What is expected: From the first line of the data down to the line bearing "Where can the ocean", output every line exactly and include no pictures.

(Natural language region descriptions)
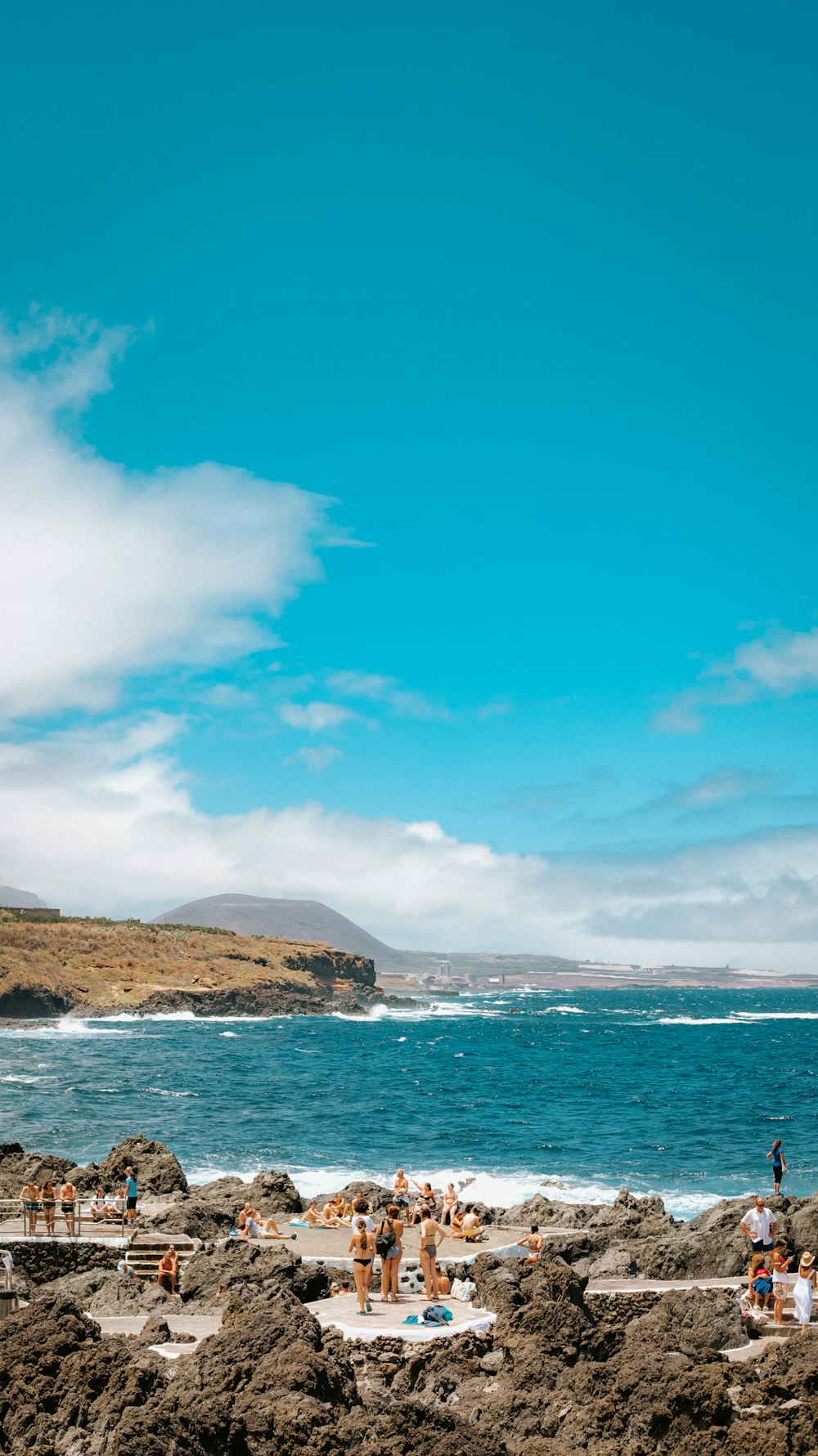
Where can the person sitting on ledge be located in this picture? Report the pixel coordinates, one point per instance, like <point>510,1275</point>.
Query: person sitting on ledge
<point>251,1228</point>
<point>315,1221</point>
<point>470,1230</point>
<point>67,1202</point>
<point>168,1270</point>
<point>425,1202</point>
<point>48,1200</point>
<point>456,1219</point>
<point>534,1243</point>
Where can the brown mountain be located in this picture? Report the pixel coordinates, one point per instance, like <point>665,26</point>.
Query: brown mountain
<point>290,919</point>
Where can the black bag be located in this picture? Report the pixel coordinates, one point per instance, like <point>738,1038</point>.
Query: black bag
<point>385,1239</point>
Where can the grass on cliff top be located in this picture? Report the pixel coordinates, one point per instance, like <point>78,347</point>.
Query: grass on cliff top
<point>108,963</point>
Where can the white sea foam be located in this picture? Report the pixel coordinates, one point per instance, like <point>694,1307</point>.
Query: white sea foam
<point>495,1189</point>
<point>65,1027</point>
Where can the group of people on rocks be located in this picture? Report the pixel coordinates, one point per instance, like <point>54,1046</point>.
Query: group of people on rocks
<point>37,1200</point>
<point>769,1269</point>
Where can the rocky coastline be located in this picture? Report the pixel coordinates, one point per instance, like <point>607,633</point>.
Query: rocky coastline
<point>102,969</point>
<point>560,1370</point>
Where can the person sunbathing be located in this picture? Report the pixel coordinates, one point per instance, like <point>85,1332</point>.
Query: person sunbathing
<point>470,1230</point>
<point>317,1221</point>
<point>270,1230</point>
<point>534,1243</point>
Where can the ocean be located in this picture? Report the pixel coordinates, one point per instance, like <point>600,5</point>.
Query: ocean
<point>676,1092</point>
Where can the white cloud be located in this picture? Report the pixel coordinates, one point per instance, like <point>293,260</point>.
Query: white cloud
<point>317,717</point>
<point>101,822</point>
<point>376,688</point>
<point>107,572</point>
<point>315,759</point>
<point>777,665</point>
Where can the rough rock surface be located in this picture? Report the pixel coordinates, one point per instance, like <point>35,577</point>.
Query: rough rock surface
<point>156,1168</point>
<point>551,1378</point>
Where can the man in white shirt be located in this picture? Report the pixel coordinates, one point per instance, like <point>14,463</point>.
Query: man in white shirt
<point>758,1225</point>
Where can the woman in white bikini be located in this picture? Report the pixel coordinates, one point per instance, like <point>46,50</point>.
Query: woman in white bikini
<point>432,1235</point>
<point>362,1249</point>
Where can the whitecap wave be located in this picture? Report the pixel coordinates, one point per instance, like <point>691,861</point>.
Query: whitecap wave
<point>499,1189</point>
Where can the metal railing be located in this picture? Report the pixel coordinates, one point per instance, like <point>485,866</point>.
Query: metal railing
<point>61,1219</point>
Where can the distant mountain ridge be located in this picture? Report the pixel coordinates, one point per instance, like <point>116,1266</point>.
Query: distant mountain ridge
<point>290,919</point>
<point>20,898</point>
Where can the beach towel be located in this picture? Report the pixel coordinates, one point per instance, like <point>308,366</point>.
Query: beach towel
<point>436,1315</point>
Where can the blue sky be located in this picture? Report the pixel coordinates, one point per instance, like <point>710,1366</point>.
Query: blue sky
<point>528,294</point>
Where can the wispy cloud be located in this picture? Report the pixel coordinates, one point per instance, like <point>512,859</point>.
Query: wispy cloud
<point>375,688</point>
<point>108,574</point>
<point>315,759</point>
<point>777,665</point>
<point>139,844</point>
<point>320,717</point>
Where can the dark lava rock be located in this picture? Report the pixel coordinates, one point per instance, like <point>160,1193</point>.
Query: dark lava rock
<point>63,1388</point>
<point>208,1279</point>
<point>191,1216</point>
<point>156,1168</point>
<point>16,1167</point>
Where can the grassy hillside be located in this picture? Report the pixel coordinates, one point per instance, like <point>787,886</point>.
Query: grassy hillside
<point>106,965</point>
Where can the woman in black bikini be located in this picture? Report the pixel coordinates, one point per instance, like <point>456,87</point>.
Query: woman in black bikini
<point>48,1200</point>
<point>362,1249</point>
<point>429,1241</point>
<point>391,1261</point>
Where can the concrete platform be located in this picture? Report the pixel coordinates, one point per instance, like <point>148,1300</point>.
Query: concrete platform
<point>333,1245</point>
<point>389,1319</point>
<point>197,1325</point>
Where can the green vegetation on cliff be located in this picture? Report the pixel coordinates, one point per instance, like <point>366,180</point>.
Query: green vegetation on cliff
<point>108,965</point>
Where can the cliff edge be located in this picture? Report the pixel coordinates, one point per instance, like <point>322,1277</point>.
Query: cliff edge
<point>92,967</point>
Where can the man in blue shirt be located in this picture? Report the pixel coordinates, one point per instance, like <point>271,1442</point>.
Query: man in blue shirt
<point>130,1196</point>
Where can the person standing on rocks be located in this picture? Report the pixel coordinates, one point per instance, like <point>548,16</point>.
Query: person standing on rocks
<point>130,1196</point>
<point>429,1243</point>
<point>776,1157</point>
<point>804,1289</point>
<point>67,1202</point>
<point>780,1282</point>
<point>758,1225</point>
<point>362,1249</point>
<point>389,1252</point>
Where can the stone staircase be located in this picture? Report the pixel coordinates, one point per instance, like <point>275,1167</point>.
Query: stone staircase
<point>789,1327</point>
<point>146,1249</point>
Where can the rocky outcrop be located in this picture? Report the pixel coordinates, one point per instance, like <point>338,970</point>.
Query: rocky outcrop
<point>93,967</point>
<point>557,1375</point>
<point>156,1168</point>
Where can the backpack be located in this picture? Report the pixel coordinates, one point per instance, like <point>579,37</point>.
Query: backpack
<point>436,1315</point>
<point>385,1239</point>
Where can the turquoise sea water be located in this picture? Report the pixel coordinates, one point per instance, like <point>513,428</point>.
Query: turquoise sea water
<point>667,1091</point>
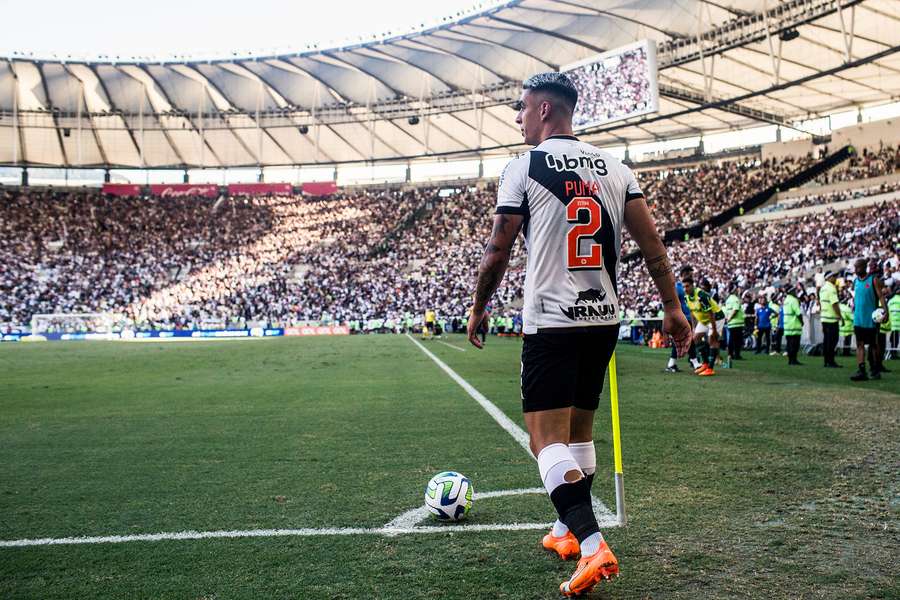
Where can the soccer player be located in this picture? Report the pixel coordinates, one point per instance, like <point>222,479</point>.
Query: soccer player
<point>672,366</point>
<point>867,295</point>
<point>710,321</point>
<point>430,320</point>
<point>571,201</point>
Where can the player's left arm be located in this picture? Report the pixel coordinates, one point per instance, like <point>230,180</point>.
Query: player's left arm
<point>493,267</point>
<point>642,228</point>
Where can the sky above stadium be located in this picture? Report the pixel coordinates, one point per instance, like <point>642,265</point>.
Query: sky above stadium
<point>167,28</point>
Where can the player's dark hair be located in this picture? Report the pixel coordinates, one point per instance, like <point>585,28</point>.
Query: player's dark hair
<point>555,83</point>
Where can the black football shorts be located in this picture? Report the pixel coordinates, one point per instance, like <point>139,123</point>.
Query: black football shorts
<point>566,367</point>
<point>865,335</point>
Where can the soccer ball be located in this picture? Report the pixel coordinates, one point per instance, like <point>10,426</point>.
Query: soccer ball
<point>448,496</point>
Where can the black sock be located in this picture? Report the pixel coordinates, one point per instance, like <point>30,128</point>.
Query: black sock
<point>573,505</point>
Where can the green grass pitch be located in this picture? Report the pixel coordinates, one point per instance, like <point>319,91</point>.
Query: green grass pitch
<point>763,482</point>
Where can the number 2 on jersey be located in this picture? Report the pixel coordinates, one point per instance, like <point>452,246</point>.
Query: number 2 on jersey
<point>579,231</point>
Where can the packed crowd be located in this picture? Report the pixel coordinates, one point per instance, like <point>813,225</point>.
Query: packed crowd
<point>179,262</point>
<point>366,254</point>
<point>685,196</point>
<point>195,262</point>
<point>832,197</point>
<point>613,88</point>
<point>755,255</point>
<point>869,163</point>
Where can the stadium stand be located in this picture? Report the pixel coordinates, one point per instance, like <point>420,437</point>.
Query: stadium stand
<point>369,253</point>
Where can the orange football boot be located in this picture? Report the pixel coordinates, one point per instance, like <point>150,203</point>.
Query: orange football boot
<point>591,570</point>
<point>565,545</point>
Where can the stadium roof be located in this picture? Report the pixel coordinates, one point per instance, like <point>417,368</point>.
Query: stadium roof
<point>723,64</point>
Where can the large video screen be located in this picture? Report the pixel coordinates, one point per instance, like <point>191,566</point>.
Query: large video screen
<point>615,85</point>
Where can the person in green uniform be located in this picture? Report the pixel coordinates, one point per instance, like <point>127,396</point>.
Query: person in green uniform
<point>894,312</point>
<point>735,317</point>
<point>846,328</point>
<point>830,312</point>
<point>710,321</point>
<point>868,294</point>
<point>777,329</point>
<point>884,332</point>
<point>793,323</point>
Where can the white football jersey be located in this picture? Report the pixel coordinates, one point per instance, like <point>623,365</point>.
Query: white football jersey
<point>573,197</point>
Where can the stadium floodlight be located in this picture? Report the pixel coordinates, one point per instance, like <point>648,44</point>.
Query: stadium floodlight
<point>99,324</point>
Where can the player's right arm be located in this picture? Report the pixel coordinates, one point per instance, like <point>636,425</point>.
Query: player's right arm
<point>512,208</point>
<point>492,268</point>
<point>640,225</point>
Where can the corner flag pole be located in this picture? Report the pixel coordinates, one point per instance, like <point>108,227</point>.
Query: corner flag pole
<point>617,440</point>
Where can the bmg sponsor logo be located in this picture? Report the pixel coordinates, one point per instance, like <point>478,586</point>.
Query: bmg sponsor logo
<point>564,163</point>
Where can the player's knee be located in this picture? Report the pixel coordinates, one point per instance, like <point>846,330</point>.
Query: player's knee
<point>573,476</point>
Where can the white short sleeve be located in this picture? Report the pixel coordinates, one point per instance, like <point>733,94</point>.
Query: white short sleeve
<point>511,195</point>
<point>632,189</point>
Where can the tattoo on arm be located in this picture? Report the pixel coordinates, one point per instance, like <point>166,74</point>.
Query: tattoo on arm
<point>494,262</point>
<point>661,271</point>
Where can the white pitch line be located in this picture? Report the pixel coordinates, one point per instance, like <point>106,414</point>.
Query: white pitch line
<point>604,515</point>
<point>452,346</point>
<point>505,422</point>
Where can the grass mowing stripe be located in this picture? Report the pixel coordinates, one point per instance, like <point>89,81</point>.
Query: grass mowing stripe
<point>404,524</point>
<point>604,516</point>
<point>498,415</point>
<point>452,346</point>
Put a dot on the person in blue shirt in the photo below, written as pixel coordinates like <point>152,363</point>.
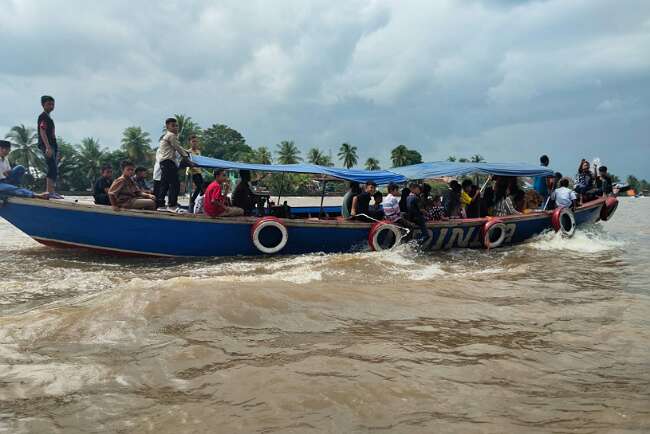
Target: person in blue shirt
<point>540,183</point>
<point>10,177</point>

Expected answer:
Where can the person sitting on ledge be located in this picture? Report the pixel coordinates, one point per instance, like <point>510,1275</point>.
Query: person sitting on ledge
<point>251,1228</point>
<point>315,1221</point>
<point>470,1230</point>
<point>67,1202</point>
<point>168,1270</point>
<point>425,1202</point>
<point>48,1200</point>
<point>456,1219</point>
<point>534,1243</point>
Where can the brown mountain be located in this picture? Report the pixel coordinates, one point per instance, like <point>665,26</point>.
Query: brown mountain
<point>290,919</point>
Where can the black bag be located in this picture? Report the pixel coordinates, one point per instance, like <point>738,1038</point>.
Query: black bag
<point>385,1239</point>
Where can the grass on cliff top be located in this picture? Report the pixel coordinates, one point per instance, like <point>78,347</point>.
Query: grass on cliff top
<point>108,963</point>
Where can the white sea foam be located in this picture? Report the pixel coordinates, one point per instance, like <point>694,1307</point>.
Query: white sea foam
<point>495,1189</point>
<point>65,1027</point>
Where can the group of people on rocks be located in this picture? Report the pixel coordinates, one point per instance, like <point>54,1046</point>.
Query: group of people on rocks
<point>37,1200</point>
<point>769,1269</point>
Where can the rocky coastline be located in this picture? Report the pixel coordinates, one point per instance, like <point>607,633</point>.
Query: rocky coastline
<point>102,969</point>
<point>560,1370</point>
Where can the person sunbathing be located in this picture? Report the pixel coordinates, one point per instance, like <point>85,1332</point>.
Query: person sunbathing
<point>470,1230</point>
<point>317,1221</point>
<point>270,1230</point>
<point>534,1243</point>
Where can the ocean be located in this picture? Report the pixel coordinates, one point per instance, like <point>600,5</point>.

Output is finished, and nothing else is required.